Stated exercise:
Can you reproduce, character for character, the stretch of lines from the one containing "the car windshield" through the one containing "(1079, 252)", and nothing more?
## start Data rows
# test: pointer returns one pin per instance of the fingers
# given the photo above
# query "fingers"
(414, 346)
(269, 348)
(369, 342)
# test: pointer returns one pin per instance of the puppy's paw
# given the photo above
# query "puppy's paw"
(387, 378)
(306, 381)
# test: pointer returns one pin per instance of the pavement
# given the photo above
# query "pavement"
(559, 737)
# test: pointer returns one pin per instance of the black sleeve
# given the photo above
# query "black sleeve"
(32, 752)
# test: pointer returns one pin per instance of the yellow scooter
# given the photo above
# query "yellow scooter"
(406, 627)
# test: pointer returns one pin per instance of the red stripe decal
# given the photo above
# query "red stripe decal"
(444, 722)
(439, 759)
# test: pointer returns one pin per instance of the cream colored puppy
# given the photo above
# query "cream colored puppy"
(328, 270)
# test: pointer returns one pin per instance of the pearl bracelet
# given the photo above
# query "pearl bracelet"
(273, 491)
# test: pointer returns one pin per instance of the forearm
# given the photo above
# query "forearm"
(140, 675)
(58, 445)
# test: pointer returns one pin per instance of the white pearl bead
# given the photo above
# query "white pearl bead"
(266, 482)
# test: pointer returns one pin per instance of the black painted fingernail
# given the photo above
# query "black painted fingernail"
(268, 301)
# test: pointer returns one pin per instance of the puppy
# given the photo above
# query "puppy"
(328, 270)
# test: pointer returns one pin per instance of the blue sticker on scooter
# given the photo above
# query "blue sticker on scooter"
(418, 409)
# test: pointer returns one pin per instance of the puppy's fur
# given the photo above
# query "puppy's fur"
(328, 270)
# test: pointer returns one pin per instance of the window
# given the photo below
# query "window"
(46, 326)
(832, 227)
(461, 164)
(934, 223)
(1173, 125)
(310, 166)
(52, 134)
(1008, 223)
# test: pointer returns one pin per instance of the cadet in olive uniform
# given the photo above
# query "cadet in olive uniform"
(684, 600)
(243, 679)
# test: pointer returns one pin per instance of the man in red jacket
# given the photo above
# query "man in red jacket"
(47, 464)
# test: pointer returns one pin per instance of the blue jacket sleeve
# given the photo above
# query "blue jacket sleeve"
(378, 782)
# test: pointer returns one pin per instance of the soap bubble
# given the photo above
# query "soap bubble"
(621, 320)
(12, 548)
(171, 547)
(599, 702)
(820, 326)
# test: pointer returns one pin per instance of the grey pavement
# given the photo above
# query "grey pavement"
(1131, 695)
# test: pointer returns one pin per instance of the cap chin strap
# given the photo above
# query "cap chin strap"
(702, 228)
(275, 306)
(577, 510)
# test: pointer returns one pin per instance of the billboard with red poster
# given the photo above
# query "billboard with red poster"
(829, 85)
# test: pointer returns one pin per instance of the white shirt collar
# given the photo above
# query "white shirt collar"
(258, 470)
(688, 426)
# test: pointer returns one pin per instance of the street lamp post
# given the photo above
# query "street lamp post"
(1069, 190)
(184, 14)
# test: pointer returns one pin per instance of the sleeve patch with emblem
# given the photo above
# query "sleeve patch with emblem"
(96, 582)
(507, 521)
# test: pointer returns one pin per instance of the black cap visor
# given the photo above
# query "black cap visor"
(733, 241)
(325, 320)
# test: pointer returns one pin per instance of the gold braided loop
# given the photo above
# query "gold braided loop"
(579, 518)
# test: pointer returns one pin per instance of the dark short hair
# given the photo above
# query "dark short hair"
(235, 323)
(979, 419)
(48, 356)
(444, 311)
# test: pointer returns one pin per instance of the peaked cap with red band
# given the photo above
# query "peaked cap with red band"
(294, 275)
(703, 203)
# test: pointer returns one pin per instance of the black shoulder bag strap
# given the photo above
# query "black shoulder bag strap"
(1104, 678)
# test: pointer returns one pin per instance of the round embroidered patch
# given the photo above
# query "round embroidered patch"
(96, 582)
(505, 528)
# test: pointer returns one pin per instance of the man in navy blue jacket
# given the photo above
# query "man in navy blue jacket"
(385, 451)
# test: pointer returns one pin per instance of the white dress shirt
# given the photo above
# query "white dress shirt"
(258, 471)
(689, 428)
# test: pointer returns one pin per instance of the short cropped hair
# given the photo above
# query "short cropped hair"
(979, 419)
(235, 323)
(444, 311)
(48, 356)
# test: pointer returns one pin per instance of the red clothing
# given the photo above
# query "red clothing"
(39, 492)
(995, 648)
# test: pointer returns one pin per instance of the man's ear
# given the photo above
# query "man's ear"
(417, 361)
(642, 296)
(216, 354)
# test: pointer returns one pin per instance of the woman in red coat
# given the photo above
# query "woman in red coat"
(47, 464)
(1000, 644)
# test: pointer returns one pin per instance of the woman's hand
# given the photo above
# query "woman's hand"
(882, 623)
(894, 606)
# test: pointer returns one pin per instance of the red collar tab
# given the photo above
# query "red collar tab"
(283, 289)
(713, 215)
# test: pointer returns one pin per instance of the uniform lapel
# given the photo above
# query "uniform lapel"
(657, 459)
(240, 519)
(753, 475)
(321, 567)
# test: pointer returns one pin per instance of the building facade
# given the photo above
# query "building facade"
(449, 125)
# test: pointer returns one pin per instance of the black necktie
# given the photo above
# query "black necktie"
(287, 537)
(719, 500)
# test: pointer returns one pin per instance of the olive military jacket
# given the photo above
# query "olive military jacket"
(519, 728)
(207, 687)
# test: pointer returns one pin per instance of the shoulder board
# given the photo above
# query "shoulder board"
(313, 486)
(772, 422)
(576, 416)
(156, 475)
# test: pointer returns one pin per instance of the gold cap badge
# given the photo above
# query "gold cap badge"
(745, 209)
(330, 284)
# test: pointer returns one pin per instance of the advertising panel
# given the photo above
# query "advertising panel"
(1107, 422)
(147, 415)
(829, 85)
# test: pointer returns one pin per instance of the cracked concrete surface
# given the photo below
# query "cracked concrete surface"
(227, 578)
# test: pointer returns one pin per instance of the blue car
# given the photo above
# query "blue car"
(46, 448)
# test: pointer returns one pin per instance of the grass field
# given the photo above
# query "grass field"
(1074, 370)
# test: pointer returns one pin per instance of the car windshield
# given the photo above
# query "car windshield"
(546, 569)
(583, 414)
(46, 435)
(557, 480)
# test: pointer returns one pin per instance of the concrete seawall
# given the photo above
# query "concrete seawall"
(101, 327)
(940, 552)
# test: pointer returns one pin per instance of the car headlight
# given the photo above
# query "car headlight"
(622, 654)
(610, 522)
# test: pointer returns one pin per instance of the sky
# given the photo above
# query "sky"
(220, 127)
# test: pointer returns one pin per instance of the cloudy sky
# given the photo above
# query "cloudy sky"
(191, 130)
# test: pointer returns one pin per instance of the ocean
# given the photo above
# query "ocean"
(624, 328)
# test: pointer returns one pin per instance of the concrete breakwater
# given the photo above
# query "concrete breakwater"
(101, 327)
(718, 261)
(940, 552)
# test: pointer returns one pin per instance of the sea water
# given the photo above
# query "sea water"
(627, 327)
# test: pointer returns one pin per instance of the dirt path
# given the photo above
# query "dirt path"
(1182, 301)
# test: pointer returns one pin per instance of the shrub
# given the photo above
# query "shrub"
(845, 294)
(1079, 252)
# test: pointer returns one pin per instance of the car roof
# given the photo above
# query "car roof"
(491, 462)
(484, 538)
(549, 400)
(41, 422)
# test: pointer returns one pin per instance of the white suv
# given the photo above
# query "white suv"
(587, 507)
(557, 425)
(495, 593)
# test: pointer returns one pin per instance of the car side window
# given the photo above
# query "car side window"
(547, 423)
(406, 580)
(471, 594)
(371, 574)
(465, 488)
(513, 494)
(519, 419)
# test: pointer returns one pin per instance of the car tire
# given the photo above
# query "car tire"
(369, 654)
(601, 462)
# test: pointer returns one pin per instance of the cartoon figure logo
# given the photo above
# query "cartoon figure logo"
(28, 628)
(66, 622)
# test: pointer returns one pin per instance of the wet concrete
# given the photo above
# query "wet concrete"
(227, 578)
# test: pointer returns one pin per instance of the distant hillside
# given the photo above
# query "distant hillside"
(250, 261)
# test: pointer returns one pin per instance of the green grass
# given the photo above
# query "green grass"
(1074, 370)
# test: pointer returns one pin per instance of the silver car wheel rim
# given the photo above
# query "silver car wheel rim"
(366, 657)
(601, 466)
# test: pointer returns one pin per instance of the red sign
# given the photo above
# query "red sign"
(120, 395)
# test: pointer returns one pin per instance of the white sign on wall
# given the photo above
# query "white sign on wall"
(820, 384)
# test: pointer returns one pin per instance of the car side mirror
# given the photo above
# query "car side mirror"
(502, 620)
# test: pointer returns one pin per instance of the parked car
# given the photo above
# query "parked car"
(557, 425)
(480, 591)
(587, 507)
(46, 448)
## end Data rows
Problem solution:
# test: pointer returns one pin per instance of the car windshield
# given the photo above
# query "car windshield"
(546, 569)
(583, 414)
(46, 435)
(557, 480)
# test: pointer returns one pin per instance of the concrete seawall
# given the photo above
# query "concrete seawall"
(101, 327)
(940, 552)
# test: pointer returns one pin per instance of the car headlight
# given the photo above
# query "car headlight"
(622, 654)
(610, 522)
# test: pointer returns one pin per instance of the sky
# given the photo above
# query "sky"
(220, 127)
# test: pointer returns one pin per instance of the cloudy sky
# given the photo above
# query "cloudy sky"
(191, 130)
# test: pointer returns one pin per instance of the ocean
# given the photo above
# query "ocean"
(624, 328)
# test: pointer returns one pin per instance of the concrete breakwater
# given the photo above
# query "concrete breakwater"
(101, 327)
(718, 261)
(940, 552)
# test: pointer returns one pin per instance of the sea water
# given the photo above
# query "sea water"
(627, 327)
# test: pointer returns one pin per instance of the dirt path
# given the photo above
# query "dirt path"
(1182, 301)
# test: pointer returns one pin per instance of the shrub
# given the photo above
# query "shrub"
(845, 294)
(1079, 252)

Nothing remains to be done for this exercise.